**TRABAJO POR HACER**
A - Responda brevemente a estas preguntas sobre el texto de las uniones de hecho:
(i) ¿Cuál es el elemento común de las realidades que abarca la expresión «unión de hecho»?
(ii) ¿Qué nombre da la Iglesia a la familia?
(iii) ¿Con qué pretexto se intenta justificar el reconocimiento institucional de las uniones de hecho?
B - Indique si cada afirmación concuerda con el texto de las uniones de hecho y cite las palabras que lo deciden:
(i) El texto expone con detalle la doctrina de la Iglesia Católica.
(ii) Con el matrimonio se asumen públicamente las responsabilidades que nacen del vínculo.
(iii) El bien que resulta del matrimonio alcanza solo a los cónyuges.
==== PÁGINA ====
I — Las “uniones de hecho"
Aspecto social de las “uniones de
hecho”
(2) La
expresión «unión de hecho» abarca un conjunto de múltiples y heterogéneas
realidades humanas, cuyo elemento común es el de ser convivencias (de tipo
sexual) que no son matrimonios. Las uniones de hecho se caracterizan,
precisamente, por ignorar, postergar o aún rechazar el compromiso conyugal. De
esto se derivan graves consecuencias.
Con el
matrimonio se asumen públicamente, mediante el pacto de amor conyugal, todas
las responsabilidades que nacen del vínculo establecido. De esta asunción
pública de responsabilidades resulta un bien no sólo para los propios cónyuges
y los hijos en su crecimiento afectivo y formativo, sino también para los otros
miembros de la familia. De este modo, la familia fundada en el matrimonio es un
bien fundamental y precioso para la entera sociedad, cuyo entramado más firme
se asienta sobre los valores que se despliegan en las relaciones familiares,
que encuentra su garantía en el matrimonio estable. El bien generado por el
matrimonio es básico para la misma Iglesia, que reconoce en la familia la
«Iglesia doméstica»[2]. Todo ello se ve comprometido con el abandono de la
institución matrimonial implícito en las uniones de hecho.
(3) Puede
suceder que alguien desee y realice un uso de la sexualidad distinto del
inscrito por Dios en la misma naturaleza humana y la finalidad específicamente
humana de sus actos. Contraría con ello el lenguaje interpersonal del amor y
compromete gravemente, con un objetivo desorden, el verdadero diálogo de vida
dispuesto por el Creador y Redentor del género humano. La doctrina de la
Iglesia Católica es bien conocida por la opinión pública, y no es aquí
necesario repetirla[3]. Es la dimensión social del problema la que requiere un
mayor esfuerzo de reflexión que permita advertir, especialmente por quienes
tienen responsabilidades públicas, la improcedencia de elevar estas situaciones
privadas a la categoría de interés público. Con el pretexto de regular un marco
de convivencia social y jurídica, se intenta justificar el reconocimiento
institucional de las uniones de hecho. De este modo, las uniones de hecho se
convierten en institución y se sancionan legislativamente derechos y deberes en
detrimento de la familia fundada en el matrimonio. Las uniones de hecho quedan
en un nivel jurídico similar al del matrimonio. Se califica públicamente de
«bien» dicha convivencia, elevándola a una condición similar, o incluso
equiparándola al matrimonio, en perjuicio de la verdad y de la justicia. Con
ello se contribuye de manera muy acusada al deterioro de esta institución
natural, completamente vital, básica y necesaria para todo el cuerpo social,
que es el matrimonio.
==== MATERIAL PROPORCIONADO ====
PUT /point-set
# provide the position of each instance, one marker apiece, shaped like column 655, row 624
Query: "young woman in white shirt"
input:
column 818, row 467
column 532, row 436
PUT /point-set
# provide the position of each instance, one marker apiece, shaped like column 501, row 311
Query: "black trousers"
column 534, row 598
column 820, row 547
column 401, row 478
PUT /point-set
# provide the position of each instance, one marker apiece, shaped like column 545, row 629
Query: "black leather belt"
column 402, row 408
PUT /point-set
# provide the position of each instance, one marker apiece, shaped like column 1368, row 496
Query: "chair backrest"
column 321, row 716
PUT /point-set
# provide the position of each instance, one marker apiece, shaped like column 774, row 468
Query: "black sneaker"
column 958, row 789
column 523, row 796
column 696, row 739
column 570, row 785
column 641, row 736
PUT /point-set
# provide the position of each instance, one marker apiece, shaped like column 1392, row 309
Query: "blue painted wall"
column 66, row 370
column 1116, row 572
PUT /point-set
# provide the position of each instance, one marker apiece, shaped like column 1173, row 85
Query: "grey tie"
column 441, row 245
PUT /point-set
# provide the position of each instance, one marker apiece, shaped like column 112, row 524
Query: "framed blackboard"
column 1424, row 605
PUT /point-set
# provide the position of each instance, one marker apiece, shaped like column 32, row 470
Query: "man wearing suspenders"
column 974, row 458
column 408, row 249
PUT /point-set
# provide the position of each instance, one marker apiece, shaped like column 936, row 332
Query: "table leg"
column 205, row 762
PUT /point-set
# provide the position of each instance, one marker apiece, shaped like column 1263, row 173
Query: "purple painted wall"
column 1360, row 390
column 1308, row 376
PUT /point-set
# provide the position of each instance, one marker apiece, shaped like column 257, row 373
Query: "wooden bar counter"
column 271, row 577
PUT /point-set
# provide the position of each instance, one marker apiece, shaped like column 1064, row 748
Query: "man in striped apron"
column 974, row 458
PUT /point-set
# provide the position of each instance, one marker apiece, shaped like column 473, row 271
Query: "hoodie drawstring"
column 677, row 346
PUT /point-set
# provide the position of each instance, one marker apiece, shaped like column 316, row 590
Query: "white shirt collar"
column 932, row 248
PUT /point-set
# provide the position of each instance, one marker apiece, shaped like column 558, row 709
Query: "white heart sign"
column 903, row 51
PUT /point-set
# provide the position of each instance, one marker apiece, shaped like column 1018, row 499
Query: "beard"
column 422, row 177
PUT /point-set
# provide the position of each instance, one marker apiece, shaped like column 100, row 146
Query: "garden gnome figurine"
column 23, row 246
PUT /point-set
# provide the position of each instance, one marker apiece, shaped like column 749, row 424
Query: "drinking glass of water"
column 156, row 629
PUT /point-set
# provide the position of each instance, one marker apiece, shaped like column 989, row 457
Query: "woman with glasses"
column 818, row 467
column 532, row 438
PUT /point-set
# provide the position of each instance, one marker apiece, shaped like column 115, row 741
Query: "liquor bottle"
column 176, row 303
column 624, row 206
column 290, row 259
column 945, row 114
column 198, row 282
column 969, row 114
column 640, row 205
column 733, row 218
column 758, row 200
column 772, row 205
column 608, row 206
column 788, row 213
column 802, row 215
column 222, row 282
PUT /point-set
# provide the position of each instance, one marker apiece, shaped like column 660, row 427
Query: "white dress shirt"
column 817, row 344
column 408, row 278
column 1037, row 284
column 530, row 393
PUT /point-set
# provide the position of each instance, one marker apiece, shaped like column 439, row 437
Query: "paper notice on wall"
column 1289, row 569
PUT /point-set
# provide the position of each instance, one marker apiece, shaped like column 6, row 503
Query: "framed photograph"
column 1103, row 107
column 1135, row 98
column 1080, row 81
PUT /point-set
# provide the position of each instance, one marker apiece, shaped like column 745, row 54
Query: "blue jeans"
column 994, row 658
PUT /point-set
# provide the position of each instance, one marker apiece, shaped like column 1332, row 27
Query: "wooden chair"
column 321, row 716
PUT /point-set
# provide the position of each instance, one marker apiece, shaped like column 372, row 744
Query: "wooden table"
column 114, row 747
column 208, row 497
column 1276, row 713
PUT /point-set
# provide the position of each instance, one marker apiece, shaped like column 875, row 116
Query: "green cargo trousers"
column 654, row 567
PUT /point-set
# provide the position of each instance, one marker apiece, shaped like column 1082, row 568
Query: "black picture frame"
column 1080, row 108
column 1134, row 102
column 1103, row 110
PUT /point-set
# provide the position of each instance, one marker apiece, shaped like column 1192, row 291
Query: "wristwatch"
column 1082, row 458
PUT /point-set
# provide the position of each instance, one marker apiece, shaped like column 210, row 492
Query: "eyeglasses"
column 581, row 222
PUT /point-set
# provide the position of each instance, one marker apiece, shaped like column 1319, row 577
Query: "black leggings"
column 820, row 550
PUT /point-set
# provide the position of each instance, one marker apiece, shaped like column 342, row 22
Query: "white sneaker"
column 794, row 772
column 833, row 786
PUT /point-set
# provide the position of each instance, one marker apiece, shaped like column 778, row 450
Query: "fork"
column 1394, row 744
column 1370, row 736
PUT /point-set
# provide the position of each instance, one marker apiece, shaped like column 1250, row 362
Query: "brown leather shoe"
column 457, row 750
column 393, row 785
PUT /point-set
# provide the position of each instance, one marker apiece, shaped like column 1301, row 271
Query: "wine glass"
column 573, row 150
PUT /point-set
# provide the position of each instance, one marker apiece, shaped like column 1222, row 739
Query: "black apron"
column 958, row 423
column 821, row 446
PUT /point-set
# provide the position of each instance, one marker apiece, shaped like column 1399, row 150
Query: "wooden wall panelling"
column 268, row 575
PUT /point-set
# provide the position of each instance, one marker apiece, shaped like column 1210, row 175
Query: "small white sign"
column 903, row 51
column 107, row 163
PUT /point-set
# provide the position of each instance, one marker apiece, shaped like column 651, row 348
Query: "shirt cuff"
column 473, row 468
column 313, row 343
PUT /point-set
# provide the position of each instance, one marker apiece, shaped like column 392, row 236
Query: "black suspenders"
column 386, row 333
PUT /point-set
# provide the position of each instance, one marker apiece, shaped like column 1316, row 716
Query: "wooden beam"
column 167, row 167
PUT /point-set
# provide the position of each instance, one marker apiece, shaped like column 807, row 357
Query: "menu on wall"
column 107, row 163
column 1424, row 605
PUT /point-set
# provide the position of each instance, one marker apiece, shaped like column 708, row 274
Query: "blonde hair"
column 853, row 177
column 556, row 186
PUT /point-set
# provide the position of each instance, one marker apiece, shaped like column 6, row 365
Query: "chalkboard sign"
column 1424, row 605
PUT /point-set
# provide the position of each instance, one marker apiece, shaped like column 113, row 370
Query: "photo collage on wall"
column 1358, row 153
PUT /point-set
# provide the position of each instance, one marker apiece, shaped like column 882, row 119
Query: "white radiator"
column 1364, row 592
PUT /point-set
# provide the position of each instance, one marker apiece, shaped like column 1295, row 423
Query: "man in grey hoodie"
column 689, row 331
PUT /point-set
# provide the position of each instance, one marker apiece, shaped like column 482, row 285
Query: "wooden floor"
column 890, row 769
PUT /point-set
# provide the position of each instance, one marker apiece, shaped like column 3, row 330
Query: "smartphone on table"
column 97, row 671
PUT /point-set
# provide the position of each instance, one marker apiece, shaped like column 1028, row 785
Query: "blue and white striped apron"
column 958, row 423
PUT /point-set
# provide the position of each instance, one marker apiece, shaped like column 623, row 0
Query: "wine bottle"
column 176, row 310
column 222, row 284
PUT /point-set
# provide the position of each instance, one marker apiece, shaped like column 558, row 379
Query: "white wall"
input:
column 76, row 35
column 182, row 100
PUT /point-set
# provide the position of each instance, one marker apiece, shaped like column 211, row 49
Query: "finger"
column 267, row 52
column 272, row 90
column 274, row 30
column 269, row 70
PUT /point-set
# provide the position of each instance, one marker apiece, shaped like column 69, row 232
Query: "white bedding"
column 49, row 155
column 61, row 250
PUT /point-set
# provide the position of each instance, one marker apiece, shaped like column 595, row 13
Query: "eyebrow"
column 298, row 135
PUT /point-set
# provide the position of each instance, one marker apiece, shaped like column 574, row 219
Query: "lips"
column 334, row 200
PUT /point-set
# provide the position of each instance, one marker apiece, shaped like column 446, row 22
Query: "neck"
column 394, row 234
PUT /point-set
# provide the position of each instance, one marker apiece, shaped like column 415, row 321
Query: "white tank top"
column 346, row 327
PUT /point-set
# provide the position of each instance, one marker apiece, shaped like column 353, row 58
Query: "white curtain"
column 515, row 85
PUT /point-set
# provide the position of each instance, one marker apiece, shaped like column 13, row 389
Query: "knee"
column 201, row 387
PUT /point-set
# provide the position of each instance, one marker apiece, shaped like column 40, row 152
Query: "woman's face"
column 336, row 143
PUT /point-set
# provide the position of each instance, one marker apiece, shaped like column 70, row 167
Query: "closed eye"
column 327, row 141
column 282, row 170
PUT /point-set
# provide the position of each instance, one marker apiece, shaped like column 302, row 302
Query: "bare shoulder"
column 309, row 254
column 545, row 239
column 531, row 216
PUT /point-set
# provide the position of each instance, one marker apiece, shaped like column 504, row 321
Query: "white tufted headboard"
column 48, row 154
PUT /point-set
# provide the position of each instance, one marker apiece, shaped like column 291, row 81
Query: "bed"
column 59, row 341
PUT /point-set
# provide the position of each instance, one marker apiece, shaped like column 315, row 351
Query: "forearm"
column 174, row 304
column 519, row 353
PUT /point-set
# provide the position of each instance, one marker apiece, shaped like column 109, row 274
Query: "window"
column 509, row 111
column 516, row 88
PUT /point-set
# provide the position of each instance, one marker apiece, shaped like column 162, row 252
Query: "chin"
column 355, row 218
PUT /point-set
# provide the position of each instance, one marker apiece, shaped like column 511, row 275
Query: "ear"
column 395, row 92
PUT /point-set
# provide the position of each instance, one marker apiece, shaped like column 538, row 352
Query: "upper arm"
====
**EN RESPUESTA**
A -
(i) Ser convivencias (de tipo sexual) que no son matrimonios.
(ii) «Iglesia doméstica».
(iii) Con el pretexto de regular un marco de convivencia social y jurídica.

B -
(i) No: «La doctrina de la Iglesia Católica es bien conocida por la opinión pública, y no es aquí necesario repetirla».
(ii) Sí: «Con el matrimonio se asumen públicamente, mediante el pacto de amor conyugal, todas las responsabilidades que nacen del vínculo establecido».
(iii) No: «un bien no sólo para los propios cónyuges y los hijos en su crecimiento afectivo y formativo, sino también para los otros miembros de la familia».